* start PAGE TEXT *

Sonorgirl, I just got an idea, You could just attach a small roof over the window kinda like a awning or little porch roof attach it to that piece of treated wood above the window it would solve the problem with very little expense, and even make the loft look better. Make it the same slope as the loft roof so it looks right.


----------



## Sonorgirl (Sep 7, 2011)

Hi Shadybug Lofts,
The way that window is constructed baffels me. Im not certain it can be turned over. The reason is because the glass portion has 2 metal dowls that sit in a shallow oval recess. The weight of the window rests on the bottom bezel. If turned over it appears that the weight would shift causing the dowels to fall from the track and not allow the window to open. I think the only real solution is to change out that window to a better design. As the loft has 5 doors, 2 side, 2 small front panels and an open face, Im not too worried about air circulation. On nice days I can open them up never really needing to open the window at all while still getting adequite sunlight.


----------



## Sonorgirl (Sep 7, 2011)

Shadybug Lofts,
That sounds like a great idea! Some type of soffit. I already have an idea on just how to do it! It would require putting a simple nailer board over that treated section. Then just attach a long narrow roof some tar paper a few shingles then done! Awesome!!! 
Thanks a bunch!!!


----------



## Shadybug Lofts (Mar 13, 2010)

Now you got the right idea. Just make it the same slope as the loft roof so it looks good from the side if you can. You could put one brace on each side to hold the front up, a 1" x 1" board or something similar. show us a pic when your done.


----------



## Sonorgirl (Sep 7, 2011)

Shadybug Lofts, 
I absolutely will post a pic. I should be able to make the fix by the weekend.


----------



## Shadybug Lofts (Mar 13, 2010)

Ok, Glade i could help.


----------



## mckenzie (Sep 14, 2011)

hello im new on here my name is mark.im from surrey in england just thought id introduce myself


----------



## Shadybug Lofts (Mar 13, 2010)

Welcome to pigeon talk. Mark


----------



## Sonorgirl (Sep 7, 2011)

Hi mckenzie,
Nice to meet you. Welcome.


----------



## CarloSantoro (Jun 22, 2011)

nice work..it looks good


----------

* end PAGE TEXT *
* start RECORDS TO USE *

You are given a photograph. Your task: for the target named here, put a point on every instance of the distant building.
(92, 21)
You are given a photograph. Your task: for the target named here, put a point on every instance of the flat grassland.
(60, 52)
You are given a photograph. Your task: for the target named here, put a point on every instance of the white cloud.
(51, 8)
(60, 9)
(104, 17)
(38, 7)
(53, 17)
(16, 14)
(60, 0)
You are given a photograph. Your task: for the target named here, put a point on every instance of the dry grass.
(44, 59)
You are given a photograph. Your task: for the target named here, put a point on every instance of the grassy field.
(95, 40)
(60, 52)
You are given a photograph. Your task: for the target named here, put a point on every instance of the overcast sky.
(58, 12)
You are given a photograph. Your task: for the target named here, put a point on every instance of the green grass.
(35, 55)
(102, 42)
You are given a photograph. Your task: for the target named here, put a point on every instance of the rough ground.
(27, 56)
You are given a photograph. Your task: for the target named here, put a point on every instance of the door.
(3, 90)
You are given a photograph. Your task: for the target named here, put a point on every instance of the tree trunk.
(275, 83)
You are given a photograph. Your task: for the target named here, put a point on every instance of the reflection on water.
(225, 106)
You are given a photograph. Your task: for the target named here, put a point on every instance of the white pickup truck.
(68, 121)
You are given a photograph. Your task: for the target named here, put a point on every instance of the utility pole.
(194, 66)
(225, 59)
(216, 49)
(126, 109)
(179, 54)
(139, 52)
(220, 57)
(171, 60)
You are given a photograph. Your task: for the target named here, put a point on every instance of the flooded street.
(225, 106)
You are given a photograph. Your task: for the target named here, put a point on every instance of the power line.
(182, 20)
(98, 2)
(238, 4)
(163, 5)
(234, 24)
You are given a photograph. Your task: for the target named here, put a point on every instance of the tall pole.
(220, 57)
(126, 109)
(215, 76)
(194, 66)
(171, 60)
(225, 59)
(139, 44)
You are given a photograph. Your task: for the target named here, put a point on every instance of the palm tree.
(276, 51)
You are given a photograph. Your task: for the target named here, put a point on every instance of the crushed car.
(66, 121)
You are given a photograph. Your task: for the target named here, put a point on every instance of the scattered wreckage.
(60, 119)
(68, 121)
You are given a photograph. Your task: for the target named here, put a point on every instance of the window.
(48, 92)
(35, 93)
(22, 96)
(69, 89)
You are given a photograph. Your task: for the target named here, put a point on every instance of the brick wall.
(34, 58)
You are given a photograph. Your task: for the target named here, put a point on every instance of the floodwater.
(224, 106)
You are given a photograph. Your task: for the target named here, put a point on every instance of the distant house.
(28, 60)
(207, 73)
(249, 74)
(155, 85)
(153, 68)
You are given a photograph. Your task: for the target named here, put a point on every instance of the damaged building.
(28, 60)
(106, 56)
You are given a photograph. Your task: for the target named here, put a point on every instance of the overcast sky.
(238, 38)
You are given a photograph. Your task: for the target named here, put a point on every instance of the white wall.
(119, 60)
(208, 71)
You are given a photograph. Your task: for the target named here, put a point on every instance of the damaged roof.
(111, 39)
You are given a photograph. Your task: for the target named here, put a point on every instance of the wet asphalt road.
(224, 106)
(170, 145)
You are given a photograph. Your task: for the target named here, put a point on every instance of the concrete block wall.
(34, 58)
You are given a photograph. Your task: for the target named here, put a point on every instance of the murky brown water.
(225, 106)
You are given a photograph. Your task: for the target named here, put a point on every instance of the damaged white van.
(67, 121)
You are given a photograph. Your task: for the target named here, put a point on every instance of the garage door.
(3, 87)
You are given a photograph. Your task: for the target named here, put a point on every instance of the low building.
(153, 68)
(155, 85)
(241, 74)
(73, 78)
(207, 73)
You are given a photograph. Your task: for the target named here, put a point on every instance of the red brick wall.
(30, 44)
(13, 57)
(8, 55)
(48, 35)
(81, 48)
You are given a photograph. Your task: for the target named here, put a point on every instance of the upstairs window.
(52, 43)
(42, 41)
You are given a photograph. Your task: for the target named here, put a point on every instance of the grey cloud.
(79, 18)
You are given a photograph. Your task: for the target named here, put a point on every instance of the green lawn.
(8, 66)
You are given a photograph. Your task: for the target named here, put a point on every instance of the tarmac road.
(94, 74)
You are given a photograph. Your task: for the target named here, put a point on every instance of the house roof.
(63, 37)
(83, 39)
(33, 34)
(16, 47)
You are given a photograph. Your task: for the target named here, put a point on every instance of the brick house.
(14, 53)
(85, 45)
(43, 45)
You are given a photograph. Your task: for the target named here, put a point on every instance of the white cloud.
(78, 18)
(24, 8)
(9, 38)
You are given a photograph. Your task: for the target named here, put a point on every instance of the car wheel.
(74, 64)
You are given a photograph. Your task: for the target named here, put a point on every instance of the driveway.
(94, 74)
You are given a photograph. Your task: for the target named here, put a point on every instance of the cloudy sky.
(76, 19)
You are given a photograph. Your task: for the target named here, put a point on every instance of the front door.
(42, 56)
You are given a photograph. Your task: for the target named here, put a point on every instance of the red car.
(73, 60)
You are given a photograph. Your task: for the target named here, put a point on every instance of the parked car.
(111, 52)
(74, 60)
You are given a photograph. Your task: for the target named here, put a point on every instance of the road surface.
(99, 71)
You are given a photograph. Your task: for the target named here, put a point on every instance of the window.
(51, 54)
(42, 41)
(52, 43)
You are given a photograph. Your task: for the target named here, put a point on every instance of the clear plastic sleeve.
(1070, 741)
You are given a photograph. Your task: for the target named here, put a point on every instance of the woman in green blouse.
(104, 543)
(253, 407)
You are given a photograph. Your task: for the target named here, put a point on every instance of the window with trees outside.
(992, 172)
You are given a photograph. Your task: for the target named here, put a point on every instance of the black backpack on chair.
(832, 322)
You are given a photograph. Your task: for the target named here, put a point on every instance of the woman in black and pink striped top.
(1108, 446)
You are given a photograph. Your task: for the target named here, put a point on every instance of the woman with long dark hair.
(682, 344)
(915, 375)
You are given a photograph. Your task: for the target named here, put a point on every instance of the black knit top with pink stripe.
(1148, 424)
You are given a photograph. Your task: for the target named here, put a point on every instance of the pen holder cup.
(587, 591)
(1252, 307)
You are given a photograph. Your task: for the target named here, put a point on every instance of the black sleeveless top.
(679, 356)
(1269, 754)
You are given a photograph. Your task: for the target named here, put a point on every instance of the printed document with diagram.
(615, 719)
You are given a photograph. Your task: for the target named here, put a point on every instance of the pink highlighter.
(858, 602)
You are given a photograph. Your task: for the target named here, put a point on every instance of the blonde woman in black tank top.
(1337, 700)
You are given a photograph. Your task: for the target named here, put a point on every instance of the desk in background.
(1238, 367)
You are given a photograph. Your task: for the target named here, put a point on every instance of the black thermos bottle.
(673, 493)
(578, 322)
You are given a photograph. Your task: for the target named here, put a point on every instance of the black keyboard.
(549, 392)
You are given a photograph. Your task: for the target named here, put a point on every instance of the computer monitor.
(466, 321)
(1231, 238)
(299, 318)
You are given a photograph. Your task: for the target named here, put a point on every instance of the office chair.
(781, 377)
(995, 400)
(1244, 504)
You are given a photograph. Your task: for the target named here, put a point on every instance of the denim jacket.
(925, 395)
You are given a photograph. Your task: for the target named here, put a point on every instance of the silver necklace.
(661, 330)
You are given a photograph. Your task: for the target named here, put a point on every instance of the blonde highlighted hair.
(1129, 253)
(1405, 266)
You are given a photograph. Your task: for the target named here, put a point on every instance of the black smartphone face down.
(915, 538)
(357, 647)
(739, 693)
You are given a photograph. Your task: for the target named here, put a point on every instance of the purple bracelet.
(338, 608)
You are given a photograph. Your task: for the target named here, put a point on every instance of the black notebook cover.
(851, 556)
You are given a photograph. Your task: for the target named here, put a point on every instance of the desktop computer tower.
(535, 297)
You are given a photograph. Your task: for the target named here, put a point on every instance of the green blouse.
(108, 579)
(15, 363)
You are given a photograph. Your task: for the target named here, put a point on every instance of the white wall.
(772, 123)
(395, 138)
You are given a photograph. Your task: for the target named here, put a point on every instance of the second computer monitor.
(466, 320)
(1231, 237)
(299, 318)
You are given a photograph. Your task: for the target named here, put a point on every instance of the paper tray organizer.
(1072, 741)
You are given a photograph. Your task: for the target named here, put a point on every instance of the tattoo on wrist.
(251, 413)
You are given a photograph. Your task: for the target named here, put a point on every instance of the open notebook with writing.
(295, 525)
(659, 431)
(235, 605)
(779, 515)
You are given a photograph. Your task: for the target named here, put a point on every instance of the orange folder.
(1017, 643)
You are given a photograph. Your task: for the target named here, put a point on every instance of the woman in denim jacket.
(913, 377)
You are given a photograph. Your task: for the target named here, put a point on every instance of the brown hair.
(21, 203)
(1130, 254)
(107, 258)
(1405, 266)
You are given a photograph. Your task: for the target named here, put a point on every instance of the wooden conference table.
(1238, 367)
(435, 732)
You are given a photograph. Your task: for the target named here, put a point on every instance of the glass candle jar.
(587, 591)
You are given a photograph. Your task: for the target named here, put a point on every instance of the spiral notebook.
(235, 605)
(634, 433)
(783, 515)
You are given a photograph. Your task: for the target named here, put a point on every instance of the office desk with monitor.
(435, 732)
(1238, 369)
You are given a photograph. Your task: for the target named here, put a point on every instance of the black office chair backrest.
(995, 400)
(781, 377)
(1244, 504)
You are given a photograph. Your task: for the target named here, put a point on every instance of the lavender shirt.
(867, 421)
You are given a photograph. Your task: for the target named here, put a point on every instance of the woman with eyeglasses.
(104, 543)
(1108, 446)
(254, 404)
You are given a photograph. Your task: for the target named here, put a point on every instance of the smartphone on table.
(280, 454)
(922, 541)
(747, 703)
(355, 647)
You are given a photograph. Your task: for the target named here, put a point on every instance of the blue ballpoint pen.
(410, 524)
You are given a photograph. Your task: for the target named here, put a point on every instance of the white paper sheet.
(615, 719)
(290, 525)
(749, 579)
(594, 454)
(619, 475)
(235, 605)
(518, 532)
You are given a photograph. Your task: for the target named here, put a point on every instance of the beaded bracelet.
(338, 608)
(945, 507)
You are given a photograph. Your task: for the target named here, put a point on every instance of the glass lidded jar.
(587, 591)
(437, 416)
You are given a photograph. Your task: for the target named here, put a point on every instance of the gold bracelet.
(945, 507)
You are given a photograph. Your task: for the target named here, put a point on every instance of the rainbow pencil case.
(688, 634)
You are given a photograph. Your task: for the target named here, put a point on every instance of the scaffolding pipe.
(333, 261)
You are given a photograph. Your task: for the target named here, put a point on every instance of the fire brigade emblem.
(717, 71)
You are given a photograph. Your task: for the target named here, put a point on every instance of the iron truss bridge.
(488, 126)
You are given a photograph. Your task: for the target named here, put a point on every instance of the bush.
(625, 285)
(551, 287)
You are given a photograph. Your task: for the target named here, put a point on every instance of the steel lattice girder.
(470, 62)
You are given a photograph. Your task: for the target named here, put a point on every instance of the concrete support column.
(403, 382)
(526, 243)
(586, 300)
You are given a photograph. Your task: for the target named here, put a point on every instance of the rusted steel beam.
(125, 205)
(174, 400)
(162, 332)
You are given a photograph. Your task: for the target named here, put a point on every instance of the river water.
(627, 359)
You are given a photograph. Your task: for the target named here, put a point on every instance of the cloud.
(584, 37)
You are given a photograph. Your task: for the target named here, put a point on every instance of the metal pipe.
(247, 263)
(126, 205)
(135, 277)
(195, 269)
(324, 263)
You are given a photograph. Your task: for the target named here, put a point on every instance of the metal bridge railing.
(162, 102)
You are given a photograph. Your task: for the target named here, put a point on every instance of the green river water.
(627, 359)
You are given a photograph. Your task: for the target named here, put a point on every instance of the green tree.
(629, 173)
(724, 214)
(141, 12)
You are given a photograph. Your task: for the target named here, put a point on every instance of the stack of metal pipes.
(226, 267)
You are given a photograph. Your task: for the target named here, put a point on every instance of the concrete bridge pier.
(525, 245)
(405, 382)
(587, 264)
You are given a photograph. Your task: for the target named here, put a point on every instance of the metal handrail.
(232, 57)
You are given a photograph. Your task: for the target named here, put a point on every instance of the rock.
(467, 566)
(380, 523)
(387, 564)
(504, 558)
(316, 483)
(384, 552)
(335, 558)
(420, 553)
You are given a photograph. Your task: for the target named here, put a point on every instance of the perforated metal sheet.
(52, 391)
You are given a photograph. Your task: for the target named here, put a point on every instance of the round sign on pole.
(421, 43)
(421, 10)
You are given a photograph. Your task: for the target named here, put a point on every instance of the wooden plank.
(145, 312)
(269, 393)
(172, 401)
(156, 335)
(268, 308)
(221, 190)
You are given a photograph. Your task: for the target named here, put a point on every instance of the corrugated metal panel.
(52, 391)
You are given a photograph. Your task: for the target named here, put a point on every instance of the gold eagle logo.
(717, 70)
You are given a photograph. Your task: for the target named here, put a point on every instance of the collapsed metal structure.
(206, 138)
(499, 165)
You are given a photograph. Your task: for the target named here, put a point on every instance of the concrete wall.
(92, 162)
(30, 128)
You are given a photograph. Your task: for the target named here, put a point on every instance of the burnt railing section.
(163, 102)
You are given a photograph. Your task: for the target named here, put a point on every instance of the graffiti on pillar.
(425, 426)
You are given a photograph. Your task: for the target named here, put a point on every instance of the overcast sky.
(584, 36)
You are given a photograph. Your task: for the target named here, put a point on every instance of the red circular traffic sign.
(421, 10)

* end RECORDS TO USE *

■ TO DO ■
1. In the forum thread, what slope is suggested for the small roof over the window?
2. Extract each line of the entries that contains the word "door".

■ THE RESPONSES ■
1. The same slope as the loft roof.

2.
You are given a photograph. Your task: for the target named here, put a point on every instance of the door.
You are given a photograph. Your task: for the target named here, put a point on every instance of the garage door.
You are given a photograph. Your task: for the target named here, put a point on every instance of the front door.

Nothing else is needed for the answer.